Restate the whole of the material. Keep every word, and drop the pictures.

## Begin THE DATA

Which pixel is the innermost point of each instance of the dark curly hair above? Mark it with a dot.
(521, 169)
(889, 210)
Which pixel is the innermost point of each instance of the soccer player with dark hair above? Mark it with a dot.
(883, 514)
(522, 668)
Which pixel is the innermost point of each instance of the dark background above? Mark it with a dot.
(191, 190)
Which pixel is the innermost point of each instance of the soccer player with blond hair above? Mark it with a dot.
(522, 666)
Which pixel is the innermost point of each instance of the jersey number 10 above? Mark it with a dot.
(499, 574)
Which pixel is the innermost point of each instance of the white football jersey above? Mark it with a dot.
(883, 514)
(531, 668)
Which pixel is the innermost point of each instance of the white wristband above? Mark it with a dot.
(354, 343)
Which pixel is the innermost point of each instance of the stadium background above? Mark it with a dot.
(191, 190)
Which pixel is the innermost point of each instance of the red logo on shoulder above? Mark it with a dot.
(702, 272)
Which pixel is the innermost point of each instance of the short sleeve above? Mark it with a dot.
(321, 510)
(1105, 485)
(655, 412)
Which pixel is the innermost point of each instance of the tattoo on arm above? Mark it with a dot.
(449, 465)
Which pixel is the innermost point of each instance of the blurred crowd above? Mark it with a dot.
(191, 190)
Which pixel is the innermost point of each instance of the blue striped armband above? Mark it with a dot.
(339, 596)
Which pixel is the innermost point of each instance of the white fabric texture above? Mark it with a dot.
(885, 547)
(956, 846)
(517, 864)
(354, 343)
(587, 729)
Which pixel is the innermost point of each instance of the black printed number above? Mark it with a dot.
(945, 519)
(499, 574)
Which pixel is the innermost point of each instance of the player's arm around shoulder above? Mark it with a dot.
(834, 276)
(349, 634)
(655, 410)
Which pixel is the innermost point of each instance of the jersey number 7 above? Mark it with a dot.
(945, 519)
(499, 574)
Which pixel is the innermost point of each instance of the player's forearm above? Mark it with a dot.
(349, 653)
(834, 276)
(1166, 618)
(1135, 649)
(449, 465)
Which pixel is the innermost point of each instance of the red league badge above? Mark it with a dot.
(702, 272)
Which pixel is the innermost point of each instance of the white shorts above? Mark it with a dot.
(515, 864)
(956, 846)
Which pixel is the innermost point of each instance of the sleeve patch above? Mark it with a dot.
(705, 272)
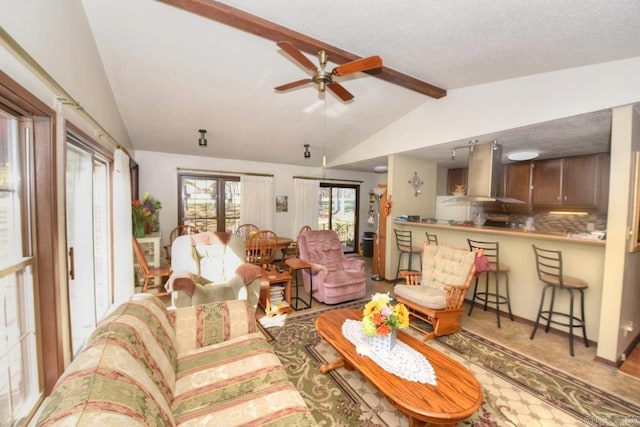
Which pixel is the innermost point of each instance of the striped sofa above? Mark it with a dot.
(203, 365)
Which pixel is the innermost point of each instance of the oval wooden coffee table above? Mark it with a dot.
(456, 396)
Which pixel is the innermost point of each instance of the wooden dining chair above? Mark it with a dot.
(148, 273)
(181, 230)
(262, 247)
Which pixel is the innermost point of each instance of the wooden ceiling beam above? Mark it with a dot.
(253, 24)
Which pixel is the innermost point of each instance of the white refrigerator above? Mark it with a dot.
(450, 208)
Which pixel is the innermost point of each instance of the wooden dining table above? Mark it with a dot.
(281, 243)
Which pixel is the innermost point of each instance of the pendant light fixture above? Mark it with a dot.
(202, 141)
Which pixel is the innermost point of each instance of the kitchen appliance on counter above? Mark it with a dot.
(455, 209)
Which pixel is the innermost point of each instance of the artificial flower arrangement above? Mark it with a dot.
(144, 212)
(380, 317)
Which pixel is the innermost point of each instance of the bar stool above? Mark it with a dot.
(492, 252)
(432, 239)
(405, 246)
(549, 267)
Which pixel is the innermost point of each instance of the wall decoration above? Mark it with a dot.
(634, 241)
(415, 182)
(282, 204)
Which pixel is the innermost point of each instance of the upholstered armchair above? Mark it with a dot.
(435, 295)
(210, 267)
(335, 277)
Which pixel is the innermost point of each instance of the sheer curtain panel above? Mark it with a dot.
(257, 201)
(306, 193)
(123, 263)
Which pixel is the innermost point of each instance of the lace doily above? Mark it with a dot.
(402, 360)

## End THE DATA

• _FINAL ANSWER_
Which pixel is the innermost point of each instance of the dark curly hair above? Mark it with a dot.
(521, 169)
(889, 210)
Which pixel is the innermost point of each instance of the soccer player with dark hair above? Mark it with a dot.
(883, 514)
(522, 668)
Which pixel is the innermost point of each instance of the dark background above? Mark it with a dot.
(191, 190)
Which pixel is the innermost point of each instance of the soccer player with blond hair above? Mark it with a dot.
(522, 666)
Which pixel is the innermost point of each instance of the jersey number 10 above? Mark it with a dot.
(499, 574)
Which pixel is the innermost point of each instance of the white football jersey above? Mark it with a dot.
(883, 514)
(531, 668)
Which pixel is the innermost point of each instance of the white wristband above? Mark it with a dot.
(354, 343)
Which pixel is the innermost point of each instance of the stadium background above? Mark it with a dot.
(191, 190)
Which pixel is the innermost point of each instance of the red logo on shoulder above? Mark it with a dot.
(702, 272)
Which pixel is the innermost point of each instance of the short sleeve above? Mark it with a dot.
(321, 510)
(1105, 485)
(655, 412)
Which pixel is the innermost point of each instance of the tattoo on arm above? Mark it with a dot.
(449, 465)
Which pixel is the innermost point of each instance of the blurred crowd above? Mark it with a dot.
(191, 190)
Which pixel is the innermost point of each instance of the blue striped armband above? Mark it with a dot.
(339, 596)
Which pixel is the innermost point of each instance of the white fabric texture above? Mark it with a dot.
(885, 547)
(956, 846)
(517, 864)
(354, 343)
(587, 729)
Which pixel is the innermost point of each instance of the black printed number above? Mark it with a dot.
(945, 519)
(499, 574)
Which pixel is the innermost point of each instance of the player's arm around shoulder above? Mark it with a dot.
(834, 276)
(349, 634)
(655, 410)
Which pixel is the innermost point of each instance of the jersey number 7 above? Mark it with a dot.
(945, 519)
(499, 574)
Which pixel is the innermost point of each instance of the player's forearm above? Mark it with a dot.
(349, 653)
(834, 276)
(1166, 618)
(1135, 649)
(449, 465)
Which pixel is the innermost point of each instance of the red league badge above? Mark it with a dot.
(702, 272)
Which pixel is the innermost point of each instance of the white shorts above? Mark it with a dot.
(515, 864)
(956, 846)
Which pixel is the innermost point of each instance of the sleeve patch above? Mark it with a dot.
(705, 272)
Which pixel is the innermost point of each instance of the striped sofa above? Mark it with a dot.
(203, 365)
Which pixel is the innermost point of each instance of the oval wooden coffee table above? Mark it with a dot.
(456, 396)
Which pixel is the innermost point of each instance of the wooden dining chair above? Mark it with a dot.
(148, 273)
(181, 230)
(262, 247)
Which pixel is the innermost point of each instance of the wooden ceiling beam above? Mark it with a dot.
(253, 24)
Which pixel is the innermost point of each instance of the white refrigerator above? Mark it with a dot.
(450, 208)
Which pixel is the innermost point of each instance of the wooden dining table above? Mark it with a dot.
(281, 243)
Which pixel is the innermost point of each instance of the pendant light fixture above? Mark it with a dot.
(202, 141)
Which pixel is the innermost point of each instance of the kitchen appliance on counter above? Mark it with a dot.
(455, 209)
Which pixel is the innermost point of each instance of the artificial flower arrangement above? Mark it with a dot.
(144, 212)
(380, 317)
Which pixel is the innermost point of each instance of the bar stool above? Mark it with a dot.
(492, 252)
(432, 239)
(405, 246)
(549, 267)
Which pixel is the innermost point of each instance of the wall decoration above? Mark it with a dot.
(634, 241)
(415, 182)
(282, 204)
Which pixel is the innermost point of each instance of the upholstered armchair above? Mark it with a dot.
(435, 295)
(210, 267)
(335, 277)
Which pixel is the innermost point of each instance of the sheer curtain panel above? Mark it with a dot.
(257, 201)
(306, 193)
(123, 263)
Which pixel is the innermost point of each instance of the lace doily above? Mark it with a dot.
(402, 360)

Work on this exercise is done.